▶ [Task]
Answer these questions from the page text on fast, fresh retail, one answer per line:
(a) Which two chains does Correia say have been re-evaluating their formats?
(b) Which company is given as an example of delivering food fast while offering a high level of personalization?
(c) According to Correia, what should retail experiences ultimately do?

Speed and convenience are undoubtedly massive drivers within several service and product categories, however they’re not the be-all and end-all of the new retail paradigm.


Fast Fresh

While the convenience store sector is getting a shake up with speed and efficiency, other food retailers are learning that it’s not just about being ‘fast’, it’s about delivering fresh, personalised food in a fast environment.

“Millennials are so used to that convenience and that speed aspect that their food experiences are definitely dialing up on the fresh and the healthier alternatives,” Correia says. “Which is why McDonald’s and Kentucky Fried Chicken have actually been re-evaluating their formats, because these consumers are looking at well-being, health and freshness.”

Chipotle is an example of a company that is delivering food in a very fast context, while also offering a high level of personalisation. “Chipotle serves their food fast, but in no way does it resemble fast food. Their aim is to deliver better value with high-quality fresh ingredients that are sustainably grown and naturally raised with respect for the animals, the land and the farmers who produce the food. Hours to prepare seconds to serve.”



Retailers are quickly realising that the old approach of piles and piles of products just doesn’t cut it anymore. Countless brands are bringing back the fun to the shopping experience, engaging consumers in novel and innovative ways. “Ultimately, retail experiences should simplify consumers’ lives and bring back some joy to shopping,” explains Correia.

▶ [Input data]
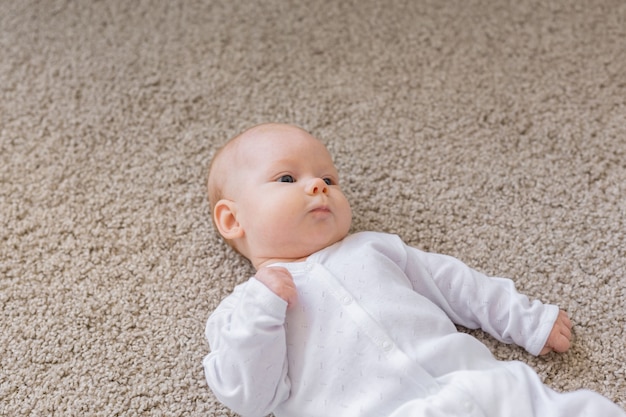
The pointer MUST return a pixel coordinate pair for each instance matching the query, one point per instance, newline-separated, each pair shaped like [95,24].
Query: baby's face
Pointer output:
[287,195]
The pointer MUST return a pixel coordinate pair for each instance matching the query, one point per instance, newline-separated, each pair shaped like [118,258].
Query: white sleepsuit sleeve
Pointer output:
[474,300]
[247,365]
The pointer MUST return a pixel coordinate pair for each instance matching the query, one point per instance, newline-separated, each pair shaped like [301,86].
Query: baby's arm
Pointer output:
[474,300]
[247,366]
[560,336]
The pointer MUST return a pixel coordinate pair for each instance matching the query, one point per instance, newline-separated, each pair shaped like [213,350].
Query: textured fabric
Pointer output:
[493,131]
[371,334]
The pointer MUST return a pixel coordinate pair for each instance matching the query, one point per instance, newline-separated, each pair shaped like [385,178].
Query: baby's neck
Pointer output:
[265,262]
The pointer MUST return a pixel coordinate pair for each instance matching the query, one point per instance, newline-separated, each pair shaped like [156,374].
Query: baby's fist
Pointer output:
[279,281]
[560,336]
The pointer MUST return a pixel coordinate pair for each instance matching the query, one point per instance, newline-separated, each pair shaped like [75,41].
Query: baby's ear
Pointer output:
[225,217]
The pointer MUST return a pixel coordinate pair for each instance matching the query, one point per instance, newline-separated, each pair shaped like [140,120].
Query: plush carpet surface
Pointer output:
[491,131]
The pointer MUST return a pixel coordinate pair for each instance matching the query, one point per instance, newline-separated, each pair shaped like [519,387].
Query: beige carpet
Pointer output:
[492,131]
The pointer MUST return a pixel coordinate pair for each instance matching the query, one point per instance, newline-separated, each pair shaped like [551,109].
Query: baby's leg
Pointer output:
[510,390]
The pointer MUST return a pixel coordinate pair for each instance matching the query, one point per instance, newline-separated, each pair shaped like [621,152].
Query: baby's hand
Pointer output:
[560,336]
[280,281]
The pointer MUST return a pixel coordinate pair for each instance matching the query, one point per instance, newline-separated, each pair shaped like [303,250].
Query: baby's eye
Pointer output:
[286,178]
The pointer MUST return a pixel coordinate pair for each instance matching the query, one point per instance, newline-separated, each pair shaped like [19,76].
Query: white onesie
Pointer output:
[373,334]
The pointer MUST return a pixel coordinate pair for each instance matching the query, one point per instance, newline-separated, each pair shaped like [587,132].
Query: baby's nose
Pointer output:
[317,186]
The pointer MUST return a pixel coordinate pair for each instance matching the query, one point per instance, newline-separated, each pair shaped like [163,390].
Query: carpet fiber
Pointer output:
[491,131]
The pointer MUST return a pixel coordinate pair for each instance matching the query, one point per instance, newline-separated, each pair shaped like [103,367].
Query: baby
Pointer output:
[338,324]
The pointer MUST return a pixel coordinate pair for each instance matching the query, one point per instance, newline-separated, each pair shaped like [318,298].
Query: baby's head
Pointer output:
[274,195]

▶ [Answer for this exercise]
(a) McDonald's and Kentucky Fried Chicken
(b) Chipotle
(c) Simplify consumers' lives and bring back some joy to shopping